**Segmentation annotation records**

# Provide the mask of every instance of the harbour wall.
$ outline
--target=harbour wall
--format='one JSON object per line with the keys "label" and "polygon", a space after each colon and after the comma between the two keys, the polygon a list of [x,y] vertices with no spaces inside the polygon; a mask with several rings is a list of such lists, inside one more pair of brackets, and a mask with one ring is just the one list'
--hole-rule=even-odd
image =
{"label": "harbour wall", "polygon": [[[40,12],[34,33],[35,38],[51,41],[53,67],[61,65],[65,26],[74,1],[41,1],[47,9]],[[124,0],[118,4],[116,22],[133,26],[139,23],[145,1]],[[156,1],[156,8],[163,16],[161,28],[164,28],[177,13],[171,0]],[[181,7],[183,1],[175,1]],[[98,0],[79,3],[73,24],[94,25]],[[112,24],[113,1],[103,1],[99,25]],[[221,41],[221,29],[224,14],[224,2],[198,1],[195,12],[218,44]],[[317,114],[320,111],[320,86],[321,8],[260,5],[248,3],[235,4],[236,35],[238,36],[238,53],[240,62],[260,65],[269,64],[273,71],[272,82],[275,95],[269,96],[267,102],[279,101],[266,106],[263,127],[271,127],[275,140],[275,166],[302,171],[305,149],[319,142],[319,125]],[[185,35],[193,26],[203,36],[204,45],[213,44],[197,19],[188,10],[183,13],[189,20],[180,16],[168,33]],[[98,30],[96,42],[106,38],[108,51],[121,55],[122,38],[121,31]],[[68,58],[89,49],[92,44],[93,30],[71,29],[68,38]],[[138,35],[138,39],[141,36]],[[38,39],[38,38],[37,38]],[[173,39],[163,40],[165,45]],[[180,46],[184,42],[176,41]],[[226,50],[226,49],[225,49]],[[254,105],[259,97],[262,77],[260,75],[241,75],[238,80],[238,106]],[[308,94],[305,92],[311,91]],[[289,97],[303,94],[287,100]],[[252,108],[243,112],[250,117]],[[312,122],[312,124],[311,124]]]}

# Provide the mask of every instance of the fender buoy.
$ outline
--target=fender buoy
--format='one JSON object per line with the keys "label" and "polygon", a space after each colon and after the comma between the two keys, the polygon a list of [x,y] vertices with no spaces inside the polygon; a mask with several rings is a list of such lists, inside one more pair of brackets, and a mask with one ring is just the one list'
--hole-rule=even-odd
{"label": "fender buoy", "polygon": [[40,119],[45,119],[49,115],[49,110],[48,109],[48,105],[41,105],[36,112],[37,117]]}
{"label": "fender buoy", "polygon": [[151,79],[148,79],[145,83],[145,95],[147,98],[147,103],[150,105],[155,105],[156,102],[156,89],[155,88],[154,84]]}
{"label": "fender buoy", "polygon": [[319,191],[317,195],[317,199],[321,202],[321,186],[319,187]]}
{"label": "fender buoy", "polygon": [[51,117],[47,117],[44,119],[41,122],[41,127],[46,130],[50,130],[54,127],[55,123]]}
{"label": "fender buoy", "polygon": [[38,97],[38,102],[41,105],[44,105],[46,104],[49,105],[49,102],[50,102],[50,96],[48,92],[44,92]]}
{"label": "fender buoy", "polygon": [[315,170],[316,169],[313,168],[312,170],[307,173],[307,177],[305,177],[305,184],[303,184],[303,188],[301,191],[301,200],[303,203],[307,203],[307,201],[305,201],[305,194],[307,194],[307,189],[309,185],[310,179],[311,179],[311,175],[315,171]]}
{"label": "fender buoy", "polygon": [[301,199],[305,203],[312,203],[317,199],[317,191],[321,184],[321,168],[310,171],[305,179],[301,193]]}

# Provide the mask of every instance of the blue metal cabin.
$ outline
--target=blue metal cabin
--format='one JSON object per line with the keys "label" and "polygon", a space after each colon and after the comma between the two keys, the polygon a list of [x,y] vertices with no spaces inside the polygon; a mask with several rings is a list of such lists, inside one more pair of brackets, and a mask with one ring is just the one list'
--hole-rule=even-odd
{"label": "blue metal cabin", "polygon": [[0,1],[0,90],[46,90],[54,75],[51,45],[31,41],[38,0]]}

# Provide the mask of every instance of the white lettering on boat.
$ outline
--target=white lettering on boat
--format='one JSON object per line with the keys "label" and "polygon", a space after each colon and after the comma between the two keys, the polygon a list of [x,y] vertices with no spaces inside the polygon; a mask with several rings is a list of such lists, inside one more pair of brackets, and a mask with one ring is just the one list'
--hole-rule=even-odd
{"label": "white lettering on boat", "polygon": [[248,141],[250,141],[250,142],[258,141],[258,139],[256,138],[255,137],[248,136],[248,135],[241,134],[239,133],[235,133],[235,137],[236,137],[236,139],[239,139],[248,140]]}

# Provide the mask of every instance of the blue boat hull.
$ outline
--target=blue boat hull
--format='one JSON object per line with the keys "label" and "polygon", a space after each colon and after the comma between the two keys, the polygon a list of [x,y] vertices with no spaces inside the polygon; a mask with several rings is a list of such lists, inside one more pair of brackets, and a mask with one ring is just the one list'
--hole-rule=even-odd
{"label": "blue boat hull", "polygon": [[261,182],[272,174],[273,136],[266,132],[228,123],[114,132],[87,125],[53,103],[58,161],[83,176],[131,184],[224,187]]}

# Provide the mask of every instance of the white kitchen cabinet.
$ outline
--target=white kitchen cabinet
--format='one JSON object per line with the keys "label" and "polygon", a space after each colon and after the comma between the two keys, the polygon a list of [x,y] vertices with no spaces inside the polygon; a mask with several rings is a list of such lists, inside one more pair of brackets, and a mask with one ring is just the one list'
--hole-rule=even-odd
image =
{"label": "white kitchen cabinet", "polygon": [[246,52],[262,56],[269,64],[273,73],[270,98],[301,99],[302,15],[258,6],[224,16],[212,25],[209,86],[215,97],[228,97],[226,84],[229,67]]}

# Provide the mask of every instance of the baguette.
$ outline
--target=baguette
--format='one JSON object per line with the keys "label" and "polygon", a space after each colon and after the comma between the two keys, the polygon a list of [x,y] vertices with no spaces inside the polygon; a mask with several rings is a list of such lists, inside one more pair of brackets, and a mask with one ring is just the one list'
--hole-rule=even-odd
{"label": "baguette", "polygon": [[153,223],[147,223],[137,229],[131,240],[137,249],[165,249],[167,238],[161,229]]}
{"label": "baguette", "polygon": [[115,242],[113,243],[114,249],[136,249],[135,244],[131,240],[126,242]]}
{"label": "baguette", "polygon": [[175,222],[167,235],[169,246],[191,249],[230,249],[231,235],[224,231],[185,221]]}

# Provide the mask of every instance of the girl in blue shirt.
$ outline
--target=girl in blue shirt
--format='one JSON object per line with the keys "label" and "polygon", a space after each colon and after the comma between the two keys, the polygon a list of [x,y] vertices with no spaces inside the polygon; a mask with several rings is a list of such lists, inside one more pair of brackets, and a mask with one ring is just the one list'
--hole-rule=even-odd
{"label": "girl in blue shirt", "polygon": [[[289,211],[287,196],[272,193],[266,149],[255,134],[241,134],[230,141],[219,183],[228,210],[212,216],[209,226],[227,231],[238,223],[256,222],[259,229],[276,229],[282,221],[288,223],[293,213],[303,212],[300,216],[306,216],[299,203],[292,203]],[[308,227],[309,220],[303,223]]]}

**GIVEN EXERCISE**
Render all of the rows above as a JSON list of strings, with one string per line and blank lines omitted.

**TASK OUTPUT**
[
  "# Provide the mask of every instance of the harbour wall.",
  "$ outline",
  "--target=harbour wall",
  "--format='one JSON object per line with the keys \"label\" and \"polygon\", a space after each colon and after the comma between the two keys, the polygon a list of [x,y] vertices with no spaces inside the polygon; a mask with several rings is a list of such lists, inside one more pair of brackets, and a mask with one ring is just the one list'",
  "--hole-rule=even-odd",
  "image =",
  "{\"label\": \"harbour wall\", \"polygon\": [[[40,12],[34,33],[35,38],[51,41],[53,67],[61,65],[65,26],[74,1],[41,1],[47,9]],[[124,0],[118,4],[116,22],[133,26],[139,23],[145,1]],[[156,1],[156,8],[163,16],[161,28],[164,28],[177,13],[171,0]],[[181,7],[183,1],[175,1]],[[98,0],[79,3],[73,24],[94,25]],[[112,24],[113,1],[103,1],[99,25]],[[221,41],[221,29],[224,14],[224,2],[198,1],[195,12],[218,44]],[[317,114],[320,111],[320,86],[321,8],[260,5],[248,3],[235,4],[236,35],[238,36],[238,53],[240,62],[260,65],[269,64],[273,71],[272,82],[275,95],[269,96],[267,102],[279,101],[266,106],[263,127],[271,127],[275,140],[275,166],[302,171],[305,149],[319,142],[319,125]],[[185,35],[193,26],[203,36],[204,45],[213,44],[197,19],[188,10],[183,13],[189,20],[180,16],[168,33]],[[98,30],[96,42],[106,38],[108,51],[121,55],[122,38],[121,31]],[[68,58],[89,49],[92,44],[93,30],[71,29],[68,38]],[[138,35],[138,39],[141,36]],[[38,39],[38,38],[37,38]],[[173,39],[163,40],[165,45]],[[180,46],[184,42],[176,41]],[[226,50],[226,49],[225,49]],[[254,105],[259,97],[262,77],[260,75],[241,75],[238,80],[238,106]],[[308,94],[305,92],[311,91]],[[289,97],[303,94],[287,100]],[[252,108],[243,112],[250,117]],[[312,122],[312,124],[311,124]]]}",
  "# Provide the mask of every instance of the fender buoy.",
  "$ outline",
  "--target=fender buoy",
  "--format='one JSON object per line with the keys \"label\" and \"polygon\", a space after each colon and after the comma between the two keys, the polygon a list of [x,y] vertices with no spaces inside the polygon; a mask with several rings is a list of such lists, inside one more pair of brackets, and a mask with one ring is just the one list'",
  "--hole-rule=even-odd",
  "{\"label\": \"fender buoy\", \"polygon\": [[40,119],[45,119],[49,115],[49,110],[48,109],[48,105],[41,105],[36,112],[37,117]]}",
  "{\"label\": \"fender buoy\", \"polygon\": [[151,79],[148,79],[145,83],[145,95],[147,98],[147,103],[150,105],[155,105],[156,102],[156,89],[155,88],[154,84]]}",
  "{\"label\": \"fender buoy\", \"polygon\": [[319,191],[317,195],[317,199],[321,202],[321,186],[319,187]]}",
  "{\"label\": \"fender buoy\", \"polygon\": [[51,117],[47,117],[44,119],[41,122],[41,127],[46,130],[50,130],[54,127],[55,123]]}",
  "{\"label\": \"fender buoy\", \"polygon\": [[38,97],[38,102],[41,105],[44,105],[46,104],[49,105],[49,102],[50,102],[50,96],[48,92],[44,92]]}",
  "{\"label\": \"fender buoy\", \"polygon\": [[315,170],[316,169],[313,168],[312,170],[307,173],[307,177],[305,177],[305,184],[303,184],[303,188],[301,191],[301,200],[303,203],[307,203],[307,201],[305,201],[305,194],[307,194],[307,189],[309,185],[310,179],[311,179],[311,175],[315,171]]}",
  "{\"label\": \"fender buoy\", \"polygon\": [[301,199],[305,203],[312,203],[317,199],[317,191],[321,184],[321,168],[310,171],[305,179],[301,193]]}",
  "# Provide the mask of every instance of the blue metal cabin.",
  "$ outline",
  "--target=blue metal cabin",
  "--format='one JSON object per line with the keys \"label\" and \"polygon\", a space after each colon and after the comma between the two keys, the polygon a list of [x,y] vertices with no spaces inside the polygon; a mask with several rings is a list of such lists, inside one more pair of brackets, and a mask with one ring is just the one list'",
  "--hole-rule=even-odd",
  "{\"label\": \"blue metal cabin\", \"polygon\": [[0,1],[0,90],[46,90],[54,75],[51,45],[31,41],[38,0]]}",
  "# Provide the mask of every instance of the white lettering on boat.",
  "$ outline",
  "--target=white lettering on boat",
  "--format='one JSON object per line with the keys \"label\" and \"polygon\", a space after each colon and after the comma between the two keys, the polygon a list of [x,y] vertices with no spaces inside the polygon; a mask with several rings is a list of such lists, inside one more pair of brackets, and a mask with one ring is just the one list'",
  "--hole-rule=even-odd",
  "{\"label\": \"white lettering on boat\", \"polygon\": [[248,141],[250,141],[250,142],[258,141],[258,139],[256,138],[255,137],[248,136],[248,135],[241,134],[239,133],[235,133],[235,137],[236,137],[236,139],[239,139],[248,140]]}",
  "# Provide the mask of every instance of the blue boat hull.",
  "$ outline",
  "--target=blue boat hull",
  "--format='one JSON object per line with the keys \"label\" and \"polygon\", a space after each colon and after the comma between the two keys, the polygon a list of [x,y] vertices with no spaces inside the polygon; a mask with several rings is a list of such lists, inside one more pair of brackets, and a mask with one ring is just the one list'",
  "--hole-rule=even-odd",
  "{\"label\": \"blue boat hull\", \"polygon\": [[261,182],[272,174],[273,136],[266,132],[228,123],[114,132],[87,125],[53,103],[58,161],[83,176],[131,184],[224,187]]}",
  "# Provide the mask of every instance of the white kitchen cabinet.",
  "$ outline",
  "--target=white kitchen cabinet",
  "--format='one JSON object per line with the keys \"label\" and \"polygon\", a space after each colon and after the comma between the two keys, the polygon a list of [x,y] vertices with no spaces inside the polygon; a mask with several rings is a list of such lists, inside one more pair of brackets, and a mask with one ring is just the one list'",
  "--hole-rule=even-odd",
  "image =",
  "{\"label\": \"white kitchen cabinet\", \"polygon\": [[246,52],[262,56],[269,64],[273,73],[270,98],[301,99],[302,15],[258,6],[224,16],[212,25],[209,86],[215,97],[228,97],[226,84],[229,67]]}",
  "# Provide the mask of every instance of the baguette.",
  "$ outline",
  "--target=baguette",
  "--format='one JSON object per line with the keys \"label\" and \"polygon\", a space after each colon and after the comma between the two keys, the polygon a list of [x,y] vertices with no spaces inside the polygon; a mask with several rings is a list of such lists, inside one more pair of brackets, and a mask with one ring is just the one list'",
  "--hole-rule=even-odd",
  "{\"label\": \"baguette\", \"polygon\": [[153,223],[147,223],[137,229],[131,240],[137,249],[165,249],[167,238],[161,229]]}",
  "{\"label\": \"baguette\", \"polygon\": [[115,242],[113,243],[114,249],[136,249],[135,244],[131,240],[126,242]]}",
  "{\"label\": \"baguette\", \"polygon\": [[175,222],[167,235],[169,246],[191,249],[230,249],[231,235],[224,231],[185,221]]}",
  "# Provide the mask of every instance of the girl in blue shirt.",
  "$ outline",
  "--target=girl in blue shirt",
  "--format='one JSON object per line with the keys \"label\" and \"polygon\", a space after each colon and after the comma between the two keys, the polygon a list of [x,y] vertices with no spaces inside the polygon; a mask with several rings is a list of such lists, inside one more pair of brackets, and a mask with one ring is just the one list'",
  "--hole-rule=even-odd",
  "{\"label\": \"girl in blue shirt\", \"polygon\": [[[289,211],[287,196],[272,193],[266,149],[255,134],[241,134],[230,141],[219,183],[228,210],[212,216],[209,226],[227,231],[238,223],[256,222],[259,229],[276,229],[282,221],[288,223],[293,213],[303,212],[300,216],[306,216],[299,203],[292,203]],[[308,227],[309,220],[303,223]]]}"
]